Image region labeling entries
• • • • • • •

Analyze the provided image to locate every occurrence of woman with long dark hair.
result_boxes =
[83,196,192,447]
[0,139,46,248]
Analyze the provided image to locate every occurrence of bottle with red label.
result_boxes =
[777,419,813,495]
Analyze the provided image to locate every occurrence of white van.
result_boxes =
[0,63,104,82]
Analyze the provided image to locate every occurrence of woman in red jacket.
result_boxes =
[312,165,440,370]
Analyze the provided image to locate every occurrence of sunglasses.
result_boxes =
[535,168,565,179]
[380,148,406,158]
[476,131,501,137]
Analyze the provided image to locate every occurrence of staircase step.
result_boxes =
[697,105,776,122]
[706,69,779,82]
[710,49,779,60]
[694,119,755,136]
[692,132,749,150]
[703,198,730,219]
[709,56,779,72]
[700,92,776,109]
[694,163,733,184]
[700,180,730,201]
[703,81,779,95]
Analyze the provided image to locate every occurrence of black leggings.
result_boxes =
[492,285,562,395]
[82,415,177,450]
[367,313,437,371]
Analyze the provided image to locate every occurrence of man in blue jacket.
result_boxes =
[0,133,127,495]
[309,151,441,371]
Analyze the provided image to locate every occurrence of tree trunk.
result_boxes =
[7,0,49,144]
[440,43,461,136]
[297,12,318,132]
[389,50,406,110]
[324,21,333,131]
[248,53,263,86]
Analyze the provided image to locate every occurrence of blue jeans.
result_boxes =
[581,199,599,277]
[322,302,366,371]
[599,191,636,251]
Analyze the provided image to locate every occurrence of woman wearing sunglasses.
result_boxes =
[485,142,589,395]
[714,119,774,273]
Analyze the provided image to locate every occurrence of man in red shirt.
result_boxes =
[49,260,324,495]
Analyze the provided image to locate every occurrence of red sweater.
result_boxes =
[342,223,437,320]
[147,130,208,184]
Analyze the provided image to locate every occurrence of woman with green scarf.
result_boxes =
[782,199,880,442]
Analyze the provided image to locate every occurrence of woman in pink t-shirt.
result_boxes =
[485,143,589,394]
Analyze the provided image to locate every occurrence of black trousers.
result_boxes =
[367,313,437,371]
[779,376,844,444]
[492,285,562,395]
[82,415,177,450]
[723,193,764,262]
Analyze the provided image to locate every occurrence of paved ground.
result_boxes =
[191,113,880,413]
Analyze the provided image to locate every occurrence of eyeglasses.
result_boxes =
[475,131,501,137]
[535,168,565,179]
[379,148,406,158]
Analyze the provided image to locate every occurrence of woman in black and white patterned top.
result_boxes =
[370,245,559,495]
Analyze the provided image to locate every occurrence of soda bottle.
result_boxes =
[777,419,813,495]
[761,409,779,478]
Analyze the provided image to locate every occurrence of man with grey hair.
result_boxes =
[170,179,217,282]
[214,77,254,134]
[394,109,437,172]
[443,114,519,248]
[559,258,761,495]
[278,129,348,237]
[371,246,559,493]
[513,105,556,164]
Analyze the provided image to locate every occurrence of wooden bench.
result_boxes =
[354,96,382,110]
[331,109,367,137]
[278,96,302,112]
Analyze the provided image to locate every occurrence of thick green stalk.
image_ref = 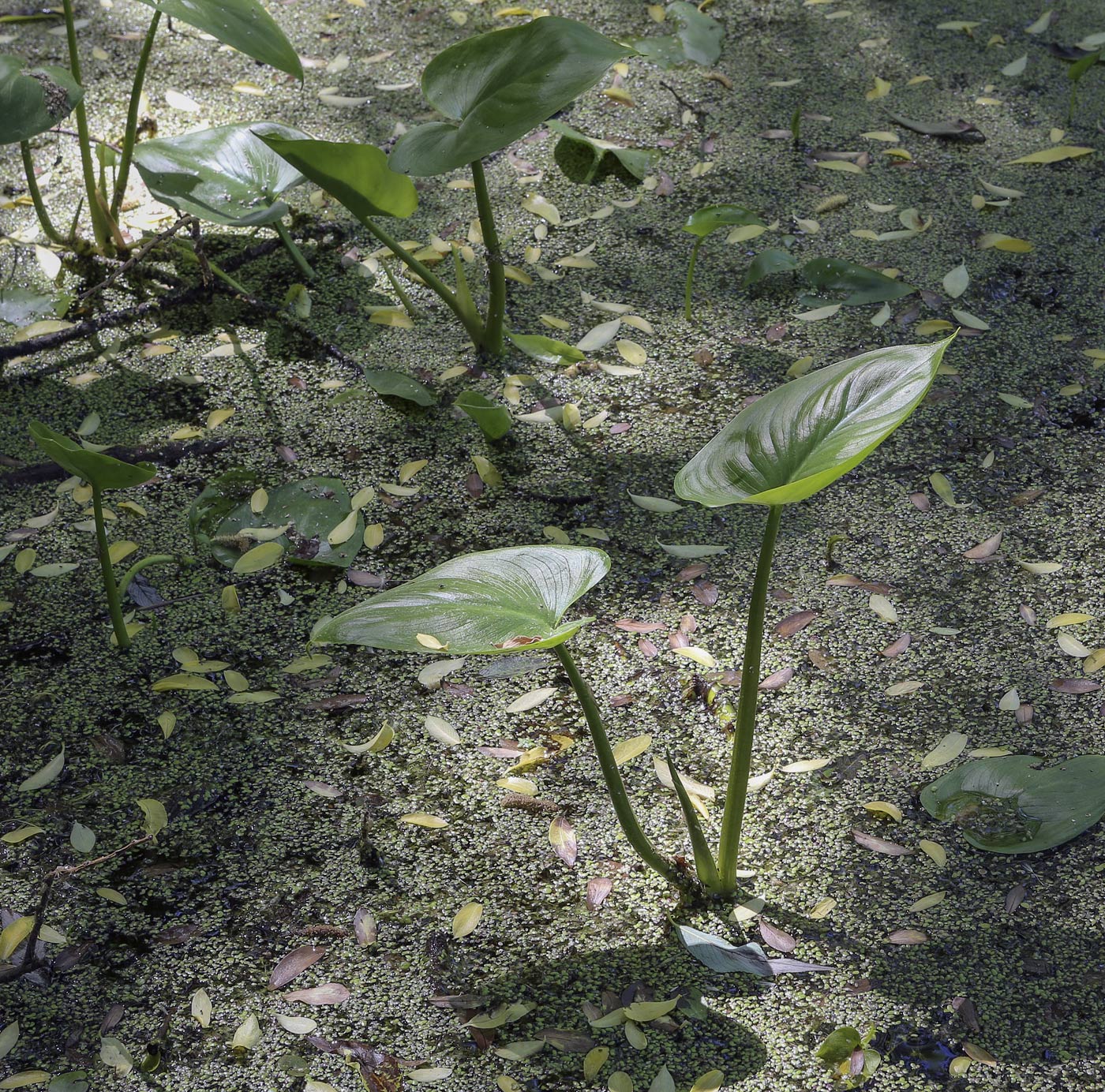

• • • • • • •

● YOUR INSTRUCTIONS: Return each line of the records above that contains the string "hair", treating uppercase and lowercase as distinct.

● SOLVED EXERCISE:
Analyze the provided image to locate every occurrence of woman with long dark hair.
Analyze the provided image to locate every occurrence of man with grey hair.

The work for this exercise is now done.